Brief
Starting at the line that contains "Scan for white sand" and ending at the last line of the data, write out every line again in full, shifting each bounding-box coordinate by adding 68 to it.

[Region labeling records]
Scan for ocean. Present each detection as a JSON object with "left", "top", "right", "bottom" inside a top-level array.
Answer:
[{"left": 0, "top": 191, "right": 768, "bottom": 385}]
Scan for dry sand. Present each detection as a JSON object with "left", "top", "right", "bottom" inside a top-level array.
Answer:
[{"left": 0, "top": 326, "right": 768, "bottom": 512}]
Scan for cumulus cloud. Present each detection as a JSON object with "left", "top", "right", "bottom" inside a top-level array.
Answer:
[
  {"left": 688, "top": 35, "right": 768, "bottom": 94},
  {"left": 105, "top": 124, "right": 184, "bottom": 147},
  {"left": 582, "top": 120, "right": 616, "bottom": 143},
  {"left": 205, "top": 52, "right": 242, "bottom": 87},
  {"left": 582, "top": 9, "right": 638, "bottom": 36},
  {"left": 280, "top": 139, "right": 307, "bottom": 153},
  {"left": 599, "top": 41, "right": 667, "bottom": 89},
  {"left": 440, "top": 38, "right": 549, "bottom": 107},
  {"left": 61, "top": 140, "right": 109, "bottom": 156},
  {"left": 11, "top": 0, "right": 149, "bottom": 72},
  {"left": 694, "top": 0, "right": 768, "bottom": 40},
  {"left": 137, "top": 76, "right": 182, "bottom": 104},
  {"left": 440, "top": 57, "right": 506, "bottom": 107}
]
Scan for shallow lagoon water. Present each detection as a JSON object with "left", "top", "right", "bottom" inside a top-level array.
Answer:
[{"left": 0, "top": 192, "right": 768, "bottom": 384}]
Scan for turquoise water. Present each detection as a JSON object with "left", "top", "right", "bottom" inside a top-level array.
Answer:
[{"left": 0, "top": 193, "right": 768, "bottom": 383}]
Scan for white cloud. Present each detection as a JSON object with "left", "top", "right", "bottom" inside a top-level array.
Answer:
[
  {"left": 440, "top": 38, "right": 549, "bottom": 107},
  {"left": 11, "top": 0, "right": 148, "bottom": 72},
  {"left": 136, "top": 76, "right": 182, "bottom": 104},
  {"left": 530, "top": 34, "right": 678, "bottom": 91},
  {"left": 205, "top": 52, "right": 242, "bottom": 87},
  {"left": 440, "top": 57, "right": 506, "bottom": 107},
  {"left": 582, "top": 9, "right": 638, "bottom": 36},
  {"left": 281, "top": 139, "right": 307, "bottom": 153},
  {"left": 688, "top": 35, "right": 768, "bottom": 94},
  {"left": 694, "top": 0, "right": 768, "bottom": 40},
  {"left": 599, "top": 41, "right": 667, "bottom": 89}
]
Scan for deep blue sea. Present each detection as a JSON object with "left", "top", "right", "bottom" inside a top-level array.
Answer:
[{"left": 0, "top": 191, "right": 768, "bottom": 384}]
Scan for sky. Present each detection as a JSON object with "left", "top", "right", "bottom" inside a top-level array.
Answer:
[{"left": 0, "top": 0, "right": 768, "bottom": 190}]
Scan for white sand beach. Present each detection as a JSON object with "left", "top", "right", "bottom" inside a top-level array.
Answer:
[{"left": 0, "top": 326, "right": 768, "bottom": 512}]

Response to this exercise
Scan for white sand beach. Present each detection as a JSON object with "left", "top", "right", "bottom" inside a top-level array.
Answer:
[{"left": 68, "top": 394, "right": 836, "bottom": 580}]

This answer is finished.